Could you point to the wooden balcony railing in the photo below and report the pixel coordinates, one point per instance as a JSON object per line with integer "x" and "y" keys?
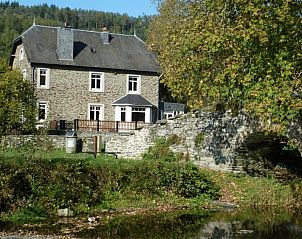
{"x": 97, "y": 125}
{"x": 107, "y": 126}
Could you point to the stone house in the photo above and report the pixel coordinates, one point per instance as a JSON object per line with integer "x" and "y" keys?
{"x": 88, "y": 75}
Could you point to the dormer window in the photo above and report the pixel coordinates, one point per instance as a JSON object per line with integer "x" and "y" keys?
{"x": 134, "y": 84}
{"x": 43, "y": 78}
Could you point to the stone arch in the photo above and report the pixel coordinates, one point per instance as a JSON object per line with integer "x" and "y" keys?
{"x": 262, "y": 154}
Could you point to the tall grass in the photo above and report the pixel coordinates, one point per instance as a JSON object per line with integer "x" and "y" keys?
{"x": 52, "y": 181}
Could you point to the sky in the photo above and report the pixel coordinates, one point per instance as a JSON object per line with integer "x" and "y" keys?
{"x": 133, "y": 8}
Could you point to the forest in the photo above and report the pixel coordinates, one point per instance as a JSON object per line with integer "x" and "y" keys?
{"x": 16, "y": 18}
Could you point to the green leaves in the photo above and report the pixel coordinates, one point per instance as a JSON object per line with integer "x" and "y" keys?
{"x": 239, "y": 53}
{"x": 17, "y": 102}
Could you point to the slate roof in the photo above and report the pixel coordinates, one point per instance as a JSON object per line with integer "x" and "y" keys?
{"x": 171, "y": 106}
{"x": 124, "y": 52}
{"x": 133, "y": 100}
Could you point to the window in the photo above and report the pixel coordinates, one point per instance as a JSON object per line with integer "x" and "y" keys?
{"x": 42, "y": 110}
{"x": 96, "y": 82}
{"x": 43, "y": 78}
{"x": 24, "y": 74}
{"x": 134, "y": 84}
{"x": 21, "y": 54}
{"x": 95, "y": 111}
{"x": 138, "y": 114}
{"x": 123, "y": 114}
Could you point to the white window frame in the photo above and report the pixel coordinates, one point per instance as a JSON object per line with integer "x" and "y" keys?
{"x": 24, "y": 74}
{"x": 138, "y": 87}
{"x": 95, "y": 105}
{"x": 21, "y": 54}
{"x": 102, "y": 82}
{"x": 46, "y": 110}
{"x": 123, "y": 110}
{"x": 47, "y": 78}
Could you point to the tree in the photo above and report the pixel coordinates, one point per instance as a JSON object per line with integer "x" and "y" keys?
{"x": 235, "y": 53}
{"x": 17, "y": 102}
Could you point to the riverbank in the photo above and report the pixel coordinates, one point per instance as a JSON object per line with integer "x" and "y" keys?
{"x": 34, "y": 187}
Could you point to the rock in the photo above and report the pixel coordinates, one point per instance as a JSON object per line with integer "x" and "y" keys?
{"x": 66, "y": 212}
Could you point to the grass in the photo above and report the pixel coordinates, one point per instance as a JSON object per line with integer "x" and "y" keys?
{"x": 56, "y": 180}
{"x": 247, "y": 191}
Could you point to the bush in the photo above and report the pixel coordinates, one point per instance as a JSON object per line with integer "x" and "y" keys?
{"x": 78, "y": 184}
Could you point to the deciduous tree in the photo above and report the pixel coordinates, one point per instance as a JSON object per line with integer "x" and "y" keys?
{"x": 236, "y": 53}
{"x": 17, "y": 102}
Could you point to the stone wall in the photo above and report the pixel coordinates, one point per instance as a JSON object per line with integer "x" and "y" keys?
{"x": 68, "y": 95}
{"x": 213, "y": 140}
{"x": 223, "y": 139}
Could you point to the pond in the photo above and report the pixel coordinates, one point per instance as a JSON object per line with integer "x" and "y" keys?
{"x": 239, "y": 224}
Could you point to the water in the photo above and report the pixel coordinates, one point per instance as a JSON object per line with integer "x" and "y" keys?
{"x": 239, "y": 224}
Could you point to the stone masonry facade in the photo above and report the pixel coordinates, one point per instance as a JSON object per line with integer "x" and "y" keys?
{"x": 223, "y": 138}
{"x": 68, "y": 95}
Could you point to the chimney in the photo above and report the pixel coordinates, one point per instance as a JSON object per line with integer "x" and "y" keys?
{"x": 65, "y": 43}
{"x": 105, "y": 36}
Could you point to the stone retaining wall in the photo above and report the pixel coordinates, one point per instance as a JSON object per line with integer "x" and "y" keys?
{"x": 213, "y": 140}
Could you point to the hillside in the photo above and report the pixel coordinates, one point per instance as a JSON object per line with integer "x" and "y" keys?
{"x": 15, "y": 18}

> **THE REQUEST**
Rewrite all of the records above as a numbered list, one line per item, with no blank lines and no pictures.

> **SOLUTION**
1. Could you point to the wooden balcony railing in the photo below and report the pixel coordinates, one point per instance as a JSON object per line with integer "x" and "y" keys?
2. {"x": 97, "y": 125}
3. {"x": 107, "y": 126}
4. Could you point to the stone house in the photo above and report the pixel coordinates, one point per instance as a JSON object per line with integer "x" and "y" keys?
5. {"x": 88, "y": 75}
6. Could you point to the dormer window in the photo above and report the pixel coordinates, one point per instance as a JSON object per line with integer "x" and "y" keys?
7. {"x": 134, "y": 84}
8. {"x": 43, "y": 78}
9. Could you point to the stone arch in the photo above and report the pixel coordinates, one point per instance as a JSON object per line with integer "x" and "y" keys?
10. {"x": 262, "y": 154}
11. Could you point to the tall grass in the photo above and report the pixel coordinates, one point per instance as a JSON object per line with integer "x" and "y" keys?
12. {"x": 52, "y": 181}
13. Could you point to the sky in the photo above and report the pixel coordinates, one point per instance as a JSON object per line with integer "x" and "y" keys?
14. {"x": 133, "y": 8}
15. Could you point to the forest in the photo above and report the pixel coordinates, one point per instance as a JSON object per line with integer "x" and "y" keys?
16. {"x": 16, "y": 18}
17. Could you point to the green leaves in the photo above and report the pixel coordinates, one point per instance as a JSON object per line with integer "x" and "y" keys?
18. {"x": 239, "y": 53}
19. {"x": 17, "y": 102}
20. Could you point to the slate roof in the photo above and report the pixel coordinates, one point per instance as a JSON object per line with integer "x" and "y" keys?
21. {"x": 171, "y": 106}
22. {"x": 124, "y": 52}
23. {"x": 133, "y": 100}
24. Could you point to the window in the photo above and report the pixel coordinates, one point per instance as a JSON object per line with integer "x" and "y" keys?
25. {"x": 42, "y": 110}
26. {"x": 96, "y": 82}
27. {"x": 43, "y": 78}
28. {"x": 24, "y": 74}
29. {"x": 134, "y": 84}
30. {"x": 21, "y": 54}
31. {"x": 95, "y": 111}
32. {"x": 138, "y": 114}
33. {"x": 123, "y": 114}
34. Could you point to the white window frame in the photo above and report the pixel coordinates, one point per instance as a JSON object per line with integer "x" and "y" keys?
35. {"x": 24, "y": 74}
36. {"x": 138, "y": 87}
37. {"x": 95, "y": 105}
38. {"x": 21, "y": 54}
39. {"x": 102, "y": 82}
40. {"x": 46, "y": 110}
41. {"x": 123, "y": 110}
42. {"x": 47, "y": 78}
43. Could you point to the tree in the photo above and report the pixel coordinates, one point per instance as a JSON object per line with integer "x" and "y" keys?
44. {"x": 235, "y": 53}
45. {"x": 17, "y": 102}
46. Could you point to the riverbank in the photo above and report the pixel coordinates, one point per instance as a JSON object per line with integer "x" and "y" keys?
47. {"x": 34, "y": 187}
48. Could you point to the rock in the photo above and report the pixel coordinates, one point per instance as a JSON object per line with integer "x" and "y" keys?
49. {"x": 66, "y": 212}
50. Could you point to the grass in the photo above and report the pixel coordinates, one point per instance as a JSON object per line with integer "x" and "y" keys?
51. {"x": 56, "y": 180}
52. {"x": 247, "y": 191}
53. Could you point to the bush in the photo above and report the pixel coordinates, one point per instance as a JSON object per line with integer "x" and "y" keys?
54. {"x": 78, "y": 184}
55. Could you point to the deciduous tree in the photo above and report the pixel coordinates, one point per instance as a JSON object per line with integer "x" and "y" keys?
56. {"x": 236, "y": 53}
57. {"x": 17, "y": 102}
58. Could you point to the stone wall in the photo above and report the pixel coordinates, one point per instance as a JSON object per line with integer "x" and "y" keys?
59. {"x": 68, "y": 95}
60. {"x": 213, "y": 140}
61. {"x": 223, "y": 139}
62. Could you point to the pond in the photo above and report the pixel coordinates, one point per instance as a JSON object per line with integer "x" and "y" keys?
63. {"x": 239, "y": 224}
64. Could you point to the water in the photo above and report the pixel coordinates, one point per instance as a JSON object per line with integer "x" and "y" keys?
65. {"x": 239, "y": 224}
66. Could you point to the stone masonry facade in the photo above and report the pixel coordinates, one point per instance as a JSON object per line with integer "x" and "y" keys?
67. {"x": 223, "y": 138}
68. {"x": 68, "y": 95}
69. Could you point to the chimney in the photo above and report the pixel coordinates, one point per instance as a JSON object per line with integer "x" and "y" keys?
70. {"x": 65, "y": 43}
71. {"x": 105, "y": 36}
72. Could you point to the stone retaining wall in the photo above and report the pixel coordinates, one point per instance as a JSON object per line with integer "x" and "y" keys?
73. {"x": 213, "y": 140}
74. Could you point to the hillside in the photo above and report the pixel coordinates, one point per instance as a JSON object per line with integer "x" and "y" keys?
75. {"x": 15, "y": 18}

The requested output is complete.